» **EXTRAIT DU DOCUMENT**
# # # # #

Mystère... En tout cas ils sont nombreux, ces groupes à reprendre
les choses là où ils les avaient laissées à l'époque de leur
gloire, comme si rien ne s'était passé entre temps, comme si ils ne
s'étaient pas nourris de leurs expériences de vie, d'écoutes,
ressassant le passé, le « c'était mieux avant ». Pour
le meilleur et pour le pire : il peut être bon parfois de se
lover dans une ambiance, une période, un souvenir. On appelle ça le
revival et il est bien légitime, parfois même excitant, de voir ces
mythes redevenir réalité et se réapproprier leur époque. On a, je
pense, tous des exemples en tête et ce dans tous les styles de
musique.
Alors quand
l'un de ces grand groupes idolâtrés réapparaît pour nous proposer
quelque chose de nouveau, inscrit dans le temps présent tout en
gardant les ingrédients du passé qui en ont fait l'identité, je ne
vous explique pas les dégâts ! Bienvenue en 2013 Medicine! Les chants harmonisés, éthérés, bien en retrait
dans le mix sont toujours là, les murs de guitares fuzzés aussi
mais à petites doses. Car c'est bien là la nouveauté apportée par
ce nouvel album. Si le shoegaze est avant tout un genre dérivé de
la pop, une pop malade, noyée sous les couches de bruit, ici c'est
la mélodie qui reprend le dessus. Comme sur les deux premiers
albums, le son est crade, presque lo fi mais les claviers et la
guitare claire prennent une place plus importante que par le passé.
Une œuvre moins agressive donc avec également une basse, mélodique
et groovy à souhait comme unique repère quand les structures
éclatent, quand la rythmique devient folle... Encore un nouvel
aspect de la musique des américains : là où Medicine
aimait, auparavant, prendre son temps pour installer un tempo, une
ambiance allant jusqu'à étirer ces derniers sur de longues minutes
provocant l'hypnose à coup sûr, le groupe prend désormais un malin
plaisir à désorienter l'auditeur par ces changements de rythmes au
premier abord difficiles et ces structures de chansons complexes,
presque à l'image d'un groupe de math rock. Logique à une époque
où les frontières sont troubles, les repères inexistants, les gens
paumés, les valeurs craquelées, morcelées.

# # # # #

» **DONNÉES FOURNIES**
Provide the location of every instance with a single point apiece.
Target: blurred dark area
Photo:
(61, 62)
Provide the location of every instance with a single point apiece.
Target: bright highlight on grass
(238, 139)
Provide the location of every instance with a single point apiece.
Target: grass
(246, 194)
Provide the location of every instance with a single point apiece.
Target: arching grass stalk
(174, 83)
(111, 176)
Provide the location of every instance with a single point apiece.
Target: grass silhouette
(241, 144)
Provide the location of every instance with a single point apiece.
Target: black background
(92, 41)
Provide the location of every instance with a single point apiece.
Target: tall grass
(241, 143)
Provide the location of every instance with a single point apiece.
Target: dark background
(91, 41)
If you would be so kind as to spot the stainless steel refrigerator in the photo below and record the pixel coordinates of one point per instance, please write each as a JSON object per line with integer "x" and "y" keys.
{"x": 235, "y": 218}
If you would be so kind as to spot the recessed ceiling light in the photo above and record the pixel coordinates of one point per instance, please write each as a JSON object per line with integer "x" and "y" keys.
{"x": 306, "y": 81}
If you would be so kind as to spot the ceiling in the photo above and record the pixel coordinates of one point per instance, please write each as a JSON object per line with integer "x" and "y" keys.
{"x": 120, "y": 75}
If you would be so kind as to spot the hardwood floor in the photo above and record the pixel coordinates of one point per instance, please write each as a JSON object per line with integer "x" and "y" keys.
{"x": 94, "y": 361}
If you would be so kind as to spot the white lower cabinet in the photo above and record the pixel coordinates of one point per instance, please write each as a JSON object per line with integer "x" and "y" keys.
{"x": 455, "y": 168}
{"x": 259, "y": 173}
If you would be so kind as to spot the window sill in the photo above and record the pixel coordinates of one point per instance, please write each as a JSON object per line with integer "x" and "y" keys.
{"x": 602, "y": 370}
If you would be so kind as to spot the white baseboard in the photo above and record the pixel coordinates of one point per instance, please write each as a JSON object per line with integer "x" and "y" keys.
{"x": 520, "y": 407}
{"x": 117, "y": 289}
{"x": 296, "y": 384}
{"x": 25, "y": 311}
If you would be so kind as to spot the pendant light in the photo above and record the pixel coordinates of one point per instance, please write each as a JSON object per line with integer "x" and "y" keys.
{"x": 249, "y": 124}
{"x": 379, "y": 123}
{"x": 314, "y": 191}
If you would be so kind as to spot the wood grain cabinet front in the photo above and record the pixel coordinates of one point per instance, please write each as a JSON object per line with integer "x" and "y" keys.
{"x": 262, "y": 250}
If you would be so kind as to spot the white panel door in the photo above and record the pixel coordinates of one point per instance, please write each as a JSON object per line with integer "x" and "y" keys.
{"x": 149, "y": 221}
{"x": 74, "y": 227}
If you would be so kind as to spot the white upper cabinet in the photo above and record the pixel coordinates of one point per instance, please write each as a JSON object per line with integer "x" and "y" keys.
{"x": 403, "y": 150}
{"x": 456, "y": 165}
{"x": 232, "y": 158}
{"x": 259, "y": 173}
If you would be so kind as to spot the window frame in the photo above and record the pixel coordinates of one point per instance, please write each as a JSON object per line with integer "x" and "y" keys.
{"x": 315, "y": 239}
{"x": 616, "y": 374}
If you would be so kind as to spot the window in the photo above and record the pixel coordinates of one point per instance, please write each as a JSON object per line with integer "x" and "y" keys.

# # # # #

» **CONSIGNE A**
Résumez en deux phrases l'extrait sur le retour du groupe Medicine.
» **CONSIGNE B**
Rédigez la suite de l'extrait sur le retour du groupe Medicine, à partir de sa dernière phrase.

» **RÉPONSE A**
De nombreux groupes reprennent les choses là où ils les avaient laissées à l'époque de leur gloire, ce qu'on appelle le revival, mais Medicine réapparaît en 2013 avec quelque chose de nouveau qui garde les ingrédients de son passé. Sur ce nouvel album, la mélodie reprend le dessus, les claviers et la guitare claire prennent plus de place, et le groupe désoriente l'auditeur par des changements de rythme et des structures de chansons complexes.

» **RÉPONSE B**
Alors oui
Medicine est bien un groupe de 2013. Il ne renie pas pour autant son
passé, sait appuyer certains passages, certaines textures dream pop
et noisy, ne sacrifie jamais la mélodie au détriment de
l'expérimentation. D'ailleurs les harmonies vocales de Brad Laner et
Beth Thompson sont magnifiques, le talent de composition du groupe
éclate littéralement sur cet album et prouve que Medicine est
avant tout un grand groupe de pop. Qui a dit que les shoegazers
étaient de piètres musiciens cachant leur manque d'inventivité
derrière des murs de sons faciles et sans saveurs? Un bon coup
de pompe au cul ouais!
Gagoun
To
The Happy Few en trois mots : rêveur, déroutant, pop
En
écoute intégrale par ici: http://www.deezer.com/fr/album/6716445
Si
vous aimez cet album, vous aimerez peut-être :
- Her Highness, Medicine, American recordings, 1995 : Cet album est un must, il est totalement représentatif de l'époque shoegaze longuement évoqué ci-dessus. Le groupe est au top, les guitares sonnent de manière impressionnante et l'ambiance y est magnifiquement hypnotique. Parfait pour les nostalgiques 90's!
- Circumbulation, TRUE WIDOW, Relapse, 2013 : On a failli vous en parler le mois dernier, voici une occasion de nous rattraper! Encore une pépite pour le groupe américain... Du shoegaze oui mais du côté obscur de la force. Si les textures et autres voix éthérées sont bien présentes, elles sont cette fois mises au service d'un stoner doom répétitif et ensorcelant. En tout cas cet album est une beauté noire et épurée à côté de laquelle vous ne pouvez pas passer. Un des très grands crus de cette année 2013.